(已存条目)
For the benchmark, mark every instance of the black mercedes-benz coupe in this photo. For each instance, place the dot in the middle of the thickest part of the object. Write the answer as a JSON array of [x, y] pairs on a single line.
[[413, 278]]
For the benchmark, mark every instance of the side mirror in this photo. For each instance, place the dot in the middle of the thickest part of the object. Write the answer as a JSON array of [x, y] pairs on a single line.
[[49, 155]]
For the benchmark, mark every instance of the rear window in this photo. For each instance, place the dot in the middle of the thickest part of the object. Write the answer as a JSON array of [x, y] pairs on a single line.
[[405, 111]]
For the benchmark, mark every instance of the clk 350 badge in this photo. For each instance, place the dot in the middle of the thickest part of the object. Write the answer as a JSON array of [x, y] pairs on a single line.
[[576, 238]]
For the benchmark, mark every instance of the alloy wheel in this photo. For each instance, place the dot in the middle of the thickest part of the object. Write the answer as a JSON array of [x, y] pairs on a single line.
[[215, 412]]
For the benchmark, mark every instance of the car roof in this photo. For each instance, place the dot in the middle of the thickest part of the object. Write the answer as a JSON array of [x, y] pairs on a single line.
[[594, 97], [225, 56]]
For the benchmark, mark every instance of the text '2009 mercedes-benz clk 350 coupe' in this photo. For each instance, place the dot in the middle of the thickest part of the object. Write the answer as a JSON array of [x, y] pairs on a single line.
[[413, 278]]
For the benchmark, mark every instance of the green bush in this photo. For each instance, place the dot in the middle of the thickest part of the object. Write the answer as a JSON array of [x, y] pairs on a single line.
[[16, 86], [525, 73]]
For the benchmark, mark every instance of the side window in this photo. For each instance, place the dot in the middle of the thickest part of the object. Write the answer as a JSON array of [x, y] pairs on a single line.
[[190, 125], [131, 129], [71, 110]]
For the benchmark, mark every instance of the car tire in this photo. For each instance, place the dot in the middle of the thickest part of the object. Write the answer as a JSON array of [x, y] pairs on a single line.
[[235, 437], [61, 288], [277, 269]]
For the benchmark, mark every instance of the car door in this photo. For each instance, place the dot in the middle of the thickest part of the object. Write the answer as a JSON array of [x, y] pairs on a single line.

=== 待办任务 ===
请把从含有“For the benchmark, mark every instance of the text”的那一行起，直到数据最后一行为止的各行（首尾两行都算在内）整理成 JSON 字符串列表，每行对应一个字符串，空行不计。

=== 本题答案 ===
[
  "For the benchmark, mark every instance of the text '2009 mercedes-benz clk 350 coupe' in this photo. For each instance, place the dot in the middle of the thickest part of the object. Write the answer as a JSON array of [x, y] pairs on a single line.",
  "[[413, 278]]",
  "For the benchmark, mark every instance of the green bush in this photo. For each instance, place the dot in the middle of the thickest part of the object. Write the answer as a JSON array of [x, y] pairs on a single line.",
  "[[16, 86], [525, 73]]",
  "For the benchmark, mark every instance of the side window in this photo. For each instance, place the dot in the middle of the thickest part of the object. Write the answer as a JSON array of [x, y] pairs on a single line.",
  "[[190, 125], [131, 129], [71, 110]]",
  "For the benchmark, mark every instance of the car tire in this photo. For each instance, place the dot in the middle of the thickest part of the object. Write the answer as a JSON array of [x, y] pairs on a single line.",
  "[[235, 437], [61, 288], [277, 269]]",
  "For the benchmark, mark every instance of the car door in this photo. For each instance, place the dot in the middle of the thickest part of the object. Write the answer as a JSON array of [x, y] pairs on a single line."
]